§ CONSIGNE
Poursuivez l'extrait du débat sur l'amendement relatif à la santé scolaire en reprenant après sa dernière phrase.

§ TEXTE EXTRAIT
============================================================

Cet amendement nous satisferait si nous étions certains qu'il puisse être mis en oeuvre. Mais nous savons très bien aujourd'hui qu'on se fait plaisir en le déposant car il ne peut pas avoir d'application immédiate. C'est pourquoi nous nous abstiendrons tout en souhaitant, bien entendu, qu'en matière de santé scolaire un effort très important soit engagé.
Il me semble d'ailleurs qu'il faudrait revoir la rédaction de cet amendement. En effet, il dispose : « Cette visite est organisée annuellement au profit des élèves des écoles... ». Or l'article L. 191 du code de la santé publique précise : « Au cours de leur sixième année, tous les enfants sont obligatoirement soumis à une visite médicale ».
Cela étant dit, je le répète, les membres du groupe socialiste s'abstiendront, persuadés qu'un effort sera accompli en matière de santé scolaire, comme M. le secrétaire d'Etat l'a indiqué.
M. Bernard Seillier, rapporteur. Je demande la parole.

============================================================

[Entrées enregistrées]
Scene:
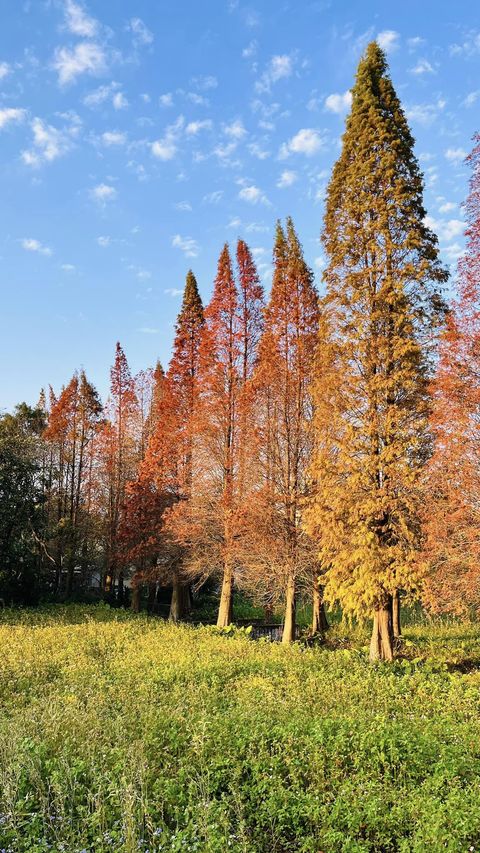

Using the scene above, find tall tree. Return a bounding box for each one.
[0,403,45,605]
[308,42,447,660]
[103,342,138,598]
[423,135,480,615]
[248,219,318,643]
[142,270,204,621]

============================================================

§ RÉPONSE À L'EXERCICE
M. le président. La parole est à M. le rapporteur.
M. Bernard Seillier, rapporteur. Madame Derycke, je suis prêt à accepter une proposition de rectification, compte tenu de votre dernière observation.
Vous parlez de manque de moyens pour mettre en oeuvre la disposition que nous préconisons. Notre intention est de faire en sorte que l'on puisse recourir à la médecine de ville. S'il y a des blocages administratifs, il faut les faire sauter. Notre premier souci est la santé des enfants dans les milieux défavorisés et en situation de grande précarité.
Mme Nicole Borvo. Je demande la parole pour explication de vote.
M. le président. La parole est à Mme Borvo.
Mme Nicole Borvo. Bien entendu, tout le monde sait que la médecine scolaire est dégradée. Ce n'est pas nouveau, et l'on peut s'interroger sur les politiques qui ont été menées depuis des années en la matière et sur la difficulté de recruter, qui tient à l'absence de revalorisation de la situation des personnels de la médecine scolaire.
Si des efforts ont été consentis dans certains départements, les collectivités locales, notamment les communes, en ont assumé la plus large part au cours des dernières années.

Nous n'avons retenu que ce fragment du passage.